** Passage provided **

[Start of Attachment]

Thousands of severely obese children will be sent to new NHS ‘fat camps’, it was announced yesterday.
In a drastic measure to combat spiralling obesity rates, 15 specialist clinics have been set up across England.
They will treat children aged between two and 18 who are severely overweight and at risk of deadly complications including heart attacks, strokes and diabetes.
About 1,000 children a year will be referred to the clinics under a pilot scheme which has been allocated annual funding of £6 million – around £6,000 per child.
Thousands of severely obese children will be sent to new NHS ‘fat camps’, it was announced yesterday, in a drastic measure to combat spiralling obesity rates
Youngsters will be offered therapy to ‘pinpoint’ the cause of their weight gain, and have group sessions with psychologists, dietitians, social workers and paediatricians.
Overall, more than 2.5 million children in England are too fat, and one in five children are obese by the time they leave primary school. Research suggests today’s youngsters are on course to become the fattest generation in history.
NHS bosses hope the new clinics will save money in the long run by preventing long-term health problems that require more invasive, and expensive, procedures. Obesity-related illnesses already cost the NHS a staggering £6 billion a year.
Health chiefs say the pandemic has made the problem worse, with thousands of youngsters piling on pounds because they were stuck at home during lockdown.
Amanda Pritchard, chief executive of the NHS in England said: ‘The pandemic has shone a harsh light on obesity – with many vulnerable young people struggling with weight gain during the pandemic.
‘Left unchecked, obesity can have other very serious consequences, ranging from diabetes to cancer. This early intervention scheme aims to prevent children and young people enduring a lifetime of ill health.
‘The NHS Long Term Plan committed to take more action to help children and young people with their physical and mental health and these new services are a landmark moment in efforts to help them lead longer, healthier and happier lives.’ The new clinics will aim to identify the root factors causing obesity in children, considering their mental and physical health, before drawing up a personalised treatment plan.

[End of Attachment]

Point-per-instance localization lines:
[Start of Attachment]

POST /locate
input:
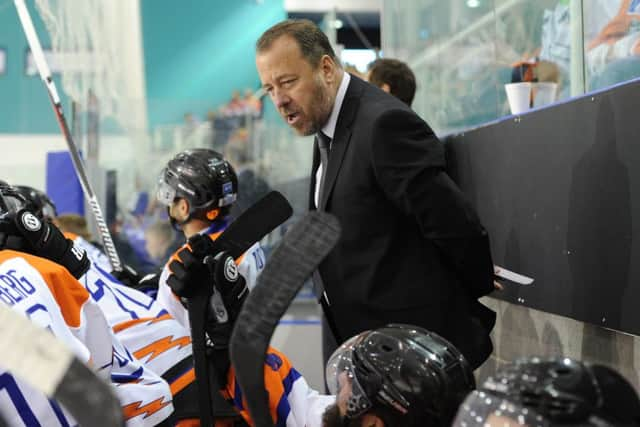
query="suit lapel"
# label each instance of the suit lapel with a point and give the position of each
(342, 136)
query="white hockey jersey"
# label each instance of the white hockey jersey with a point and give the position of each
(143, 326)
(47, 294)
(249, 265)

[End of Attachment]
[Start of Attachment]

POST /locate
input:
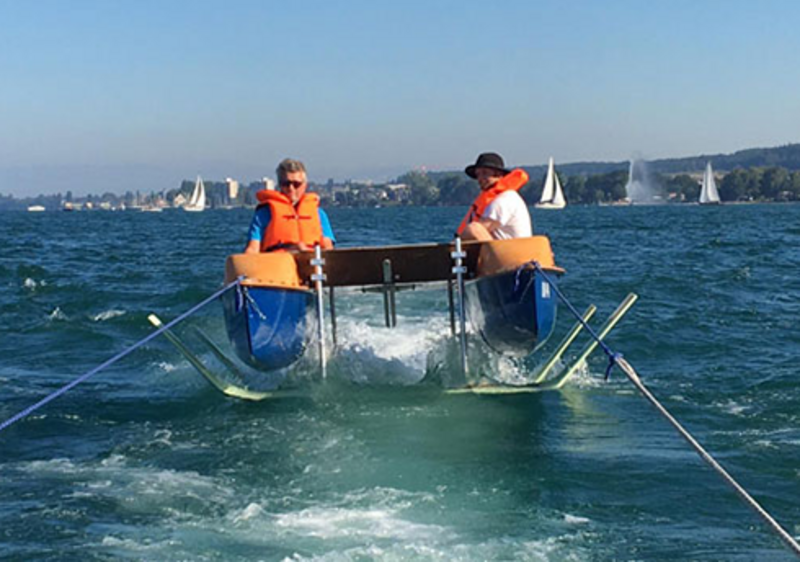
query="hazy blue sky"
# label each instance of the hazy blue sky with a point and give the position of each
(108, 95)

[End of Attachment]
[Start of Attachment]

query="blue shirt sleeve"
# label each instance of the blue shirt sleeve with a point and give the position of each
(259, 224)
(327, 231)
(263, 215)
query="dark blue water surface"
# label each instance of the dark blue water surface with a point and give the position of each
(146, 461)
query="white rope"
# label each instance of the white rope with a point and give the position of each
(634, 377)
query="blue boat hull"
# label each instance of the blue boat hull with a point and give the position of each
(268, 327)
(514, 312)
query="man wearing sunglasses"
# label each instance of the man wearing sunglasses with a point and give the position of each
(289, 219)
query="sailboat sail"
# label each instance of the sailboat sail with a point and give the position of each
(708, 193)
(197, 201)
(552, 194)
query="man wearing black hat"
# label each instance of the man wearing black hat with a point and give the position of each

[End of Attachment]

Could you set down, word for word, everything in the article on NHS clinics for obese children from "They will treat" down to "strokes and diabetes."?

** Reply to the task **
They will treat children aged between two and 18 who are severely overweight and at risk of deadly complications including heart attacks, strokes and diabetes.